start DATA EXTRACT

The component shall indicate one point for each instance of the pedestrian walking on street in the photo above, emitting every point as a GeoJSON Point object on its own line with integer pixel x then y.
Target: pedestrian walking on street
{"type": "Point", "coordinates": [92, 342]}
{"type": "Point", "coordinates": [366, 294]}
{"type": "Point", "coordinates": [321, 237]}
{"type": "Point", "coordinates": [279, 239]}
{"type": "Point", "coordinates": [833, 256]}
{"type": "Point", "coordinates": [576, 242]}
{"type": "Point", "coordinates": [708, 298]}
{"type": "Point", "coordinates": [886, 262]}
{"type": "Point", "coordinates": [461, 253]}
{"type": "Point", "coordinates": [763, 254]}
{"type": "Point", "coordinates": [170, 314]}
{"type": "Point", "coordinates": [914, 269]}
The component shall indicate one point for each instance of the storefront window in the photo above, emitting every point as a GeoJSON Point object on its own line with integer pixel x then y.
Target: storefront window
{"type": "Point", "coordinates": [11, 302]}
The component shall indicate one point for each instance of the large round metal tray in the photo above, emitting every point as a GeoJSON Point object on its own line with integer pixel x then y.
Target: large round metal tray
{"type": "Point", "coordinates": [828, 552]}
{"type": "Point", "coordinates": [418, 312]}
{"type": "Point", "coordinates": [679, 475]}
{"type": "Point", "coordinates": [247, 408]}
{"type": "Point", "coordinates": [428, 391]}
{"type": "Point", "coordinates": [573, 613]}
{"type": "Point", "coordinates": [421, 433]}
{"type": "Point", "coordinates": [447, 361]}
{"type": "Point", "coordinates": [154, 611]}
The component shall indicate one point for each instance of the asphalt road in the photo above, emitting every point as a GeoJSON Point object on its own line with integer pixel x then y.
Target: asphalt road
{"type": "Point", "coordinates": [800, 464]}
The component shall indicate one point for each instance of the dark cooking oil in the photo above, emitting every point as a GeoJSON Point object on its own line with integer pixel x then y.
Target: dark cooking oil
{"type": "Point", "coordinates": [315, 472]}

end DATA EXTRACT

• _INSTRUCTION_
Write the material out again word for word.

• _COMPLETED TASK_
The component shall indicate one point for each instance of the pedestrian walking on street in the photo above, emitting every point as a GeoJSON Point object on its own line with integer pixel x then y.
Target: pedestrian walking on street
{"type": "Point", "coordinates": [92, 342]}
{"type": "Point", "coordinates": [366, 294]}
{"type": "Point", "coordinates": [321, 237]}
{"type": "Point", "coordinates": [279, 239]}
{"type": "Point", "coordinates": [833, 256]}
{"type": "Point", "coordinates": [576, 242]}
{"type": "Point", "coordinates": [708, 298]}
{"type": "Point", "coordinates": [886, 262]}
{"type": "Point", "coordinates": [461, 253]}
{"type": "Point", "coordinates": [763, 254]}
{"type": "Point", "coordinates": [170, 314]}
{"type": "Point", "coordinates": [914, 269]}
The component shall indicate one point for each instance of the storefront window in the photo above, emitting every point as a GeoJSON Point object on its own line with integer pixel x then y.
Target: storefront window
{"type": "Point", "coordinates": [11, 302]}
The component shall indicate one point for each instance of the large round metal tray in the photo above, emitting every point as a GeoJSON Point object on its own line with integer pixel x then y.
Target: large round metal tray
{"type": "Point", "coordinates": [828, 552]}
{"type": "Point", "coordinates": [418, 312]}
{"type": "Point", "coordinates": [679, 475]}
{"type": "Point", "coordinates": [247, 408]}
{"type": "Point", "coordinates": [428, 391]}
{"type": "Point", "coordinates": [573, 613]}
{"type": "Point", "coordinates": [421, 433]}
{"type": "Point", "coordinates": [447, 361]}
{"type": "Point", "coordinates": [154, 611]}
The component shall indicate one point for each instance of the asphalt road in the photo above, emitting every point as a GeoJSON Point object on its own line with integer pixel x then y.
Target: asphalt road
{"type": "Point", "coordinates": [800, 464]}
The component shall indicate one point for each instance of the dark cooking oil in the photo above, emitting every point as a GeoJSON Point object on its own line with integer pixel x then y.
Target: dark cooking oil
{"type": "Point", "coordinates": [315, 472]}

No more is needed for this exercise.